Contour labeling entries:
- - - -

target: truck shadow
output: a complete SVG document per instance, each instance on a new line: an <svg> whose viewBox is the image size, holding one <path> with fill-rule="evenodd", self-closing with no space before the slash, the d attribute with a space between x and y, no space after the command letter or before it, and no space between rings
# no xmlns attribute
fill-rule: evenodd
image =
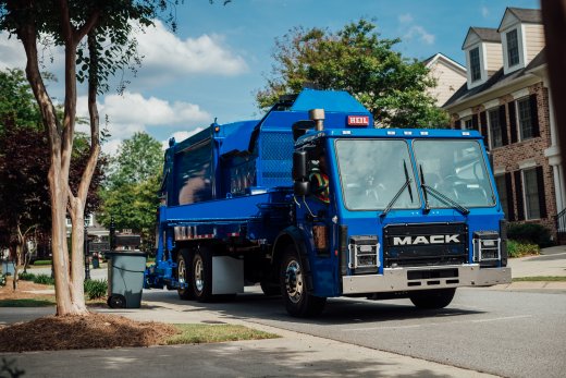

- - - -

§ EXERCISE INSTRUCTIONS: Return every line of the listing above verbatim, but omit the pictures.

§ FINISHED ANSWER:
target: truck shadow
output: a complete SVG document per instance, each instance on a new line: an <svg> whose viewBox is the image size, holding one <path> with fill-rule="evenodd", self-closing with no space before the slash, the d attribute with a space between x and y, no space after the command letter or before it, and no space between rings
# no xmlns attribute
fill-rule: evenodd
image =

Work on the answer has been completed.